[Coordinate annotation records]
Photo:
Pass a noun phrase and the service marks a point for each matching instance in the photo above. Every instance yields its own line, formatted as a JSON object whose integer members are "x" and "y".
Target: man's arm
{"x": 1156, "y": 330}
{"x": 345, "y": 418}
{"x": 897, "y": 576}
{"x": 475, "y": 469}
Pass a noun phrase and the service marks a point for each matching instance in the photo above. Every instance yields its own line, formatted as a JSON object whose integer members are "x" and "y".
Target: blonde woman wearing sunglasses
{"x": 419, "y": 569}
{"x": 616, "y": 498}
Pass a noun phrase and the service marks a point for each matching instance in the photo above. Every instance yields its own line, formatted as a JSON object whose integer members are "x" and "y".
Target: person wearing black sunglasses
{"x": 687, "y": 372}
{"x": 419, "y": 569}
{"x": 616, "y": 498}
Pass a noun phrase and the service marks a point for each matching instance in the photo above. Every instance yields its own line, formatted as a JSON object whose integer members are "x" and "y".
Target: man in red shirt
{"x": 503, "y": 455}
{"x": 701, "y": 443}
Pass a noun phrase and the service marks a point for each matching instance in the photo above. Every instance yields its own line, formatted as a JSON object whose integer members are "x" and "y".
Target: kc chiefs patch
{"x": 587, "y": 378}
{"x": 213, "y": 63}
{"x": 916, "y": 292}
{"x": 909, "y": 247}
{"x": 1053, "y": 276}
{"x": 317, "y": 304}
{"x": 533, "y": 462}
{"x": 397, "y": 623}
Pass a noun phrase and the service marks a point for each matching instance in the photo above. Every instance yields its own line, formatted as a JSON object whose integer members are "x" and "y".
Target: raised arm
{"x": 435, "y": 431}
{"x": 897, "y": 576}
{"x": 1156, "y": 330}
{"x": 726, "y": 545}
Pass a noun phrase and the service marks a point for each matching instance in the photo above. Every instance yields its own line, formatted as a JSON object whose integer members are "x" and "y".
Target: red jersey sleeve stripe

▶ [Work instructions]:
Retype all of the entries precisely as they are.

▶ [Worked solution]:
Photo:
Pass a noun phrase and the service marks a point for each matching instance in the photo above. Every instance yields its own line, formatted as a JSON object whose integer members are "x" and "y".
Target: man's arm
{"x": 1156, "y": 330}
{"x": 345, "y": 418}
{"x": 897, "y": 576}
{"x": 475, "y": 469}
Pass a noun phrase and the service marks a point for each matching instance in the photo above. Every instance yields its own line, formatted as a JSON object whose integer members are "x" and "y".
Target: blonde woman wearing sunglasses
{"x": 419, "y": 569}
{"x": 616, "y": 498}
Pass a noun phrase and the service marks a point for each matching instance in the photo above. Every instance yields its own line, formatted as a JSON object whose integer members are "x" and "y".
Target: person wearing black sunglasses
{"x": 687, "y": 372}
{"x": 419, "y": 569}
{"x": 616, "y": 498}
Pass a noun phrase and the service marks a point for each matching instance in the photo above. Every instance yields its own line, formatted as a JSON object whose integer members are "x" and "y".
Target: man in red shirt
{"x": 503, "y": 455}
{"x": 701, "y": 443}
Pass a noun phrase and the service marks a point for each matching instance in the photo above. Every instance yields its own line, formatted as a JSON object whose integer members are "x" and "y".
Target: kc chiefs patch
{"x": 587, "y": 378}
{"x": 213, "y": 63}
{"x": 916, "y": 292}
{"x": 909, "y": 247}
{"x": 1053, "y": 276}
{"x": 317, "y": 304}
{"x": 533, "y": 462}
{"x": 397, "y": 623}
Pass a noun phrase and the service marks a point for each matching instance in the photo above. Every instance yields its own line, formatted as a JSON object whose integer members are "x" and "y".
Target: raised arm
{"x": 435, "y": 431}
{"x": 897, "y": 576}
{"x": 1156, "y": 330}
{"x": 726, "y": 545}
Pass a noun phrase and the service marks a point for each matching instance in the photo above. Every instance yields its own line, formatted as a JSON object whose integer members are "x" and "y".
Target: red jersey sleeve stripe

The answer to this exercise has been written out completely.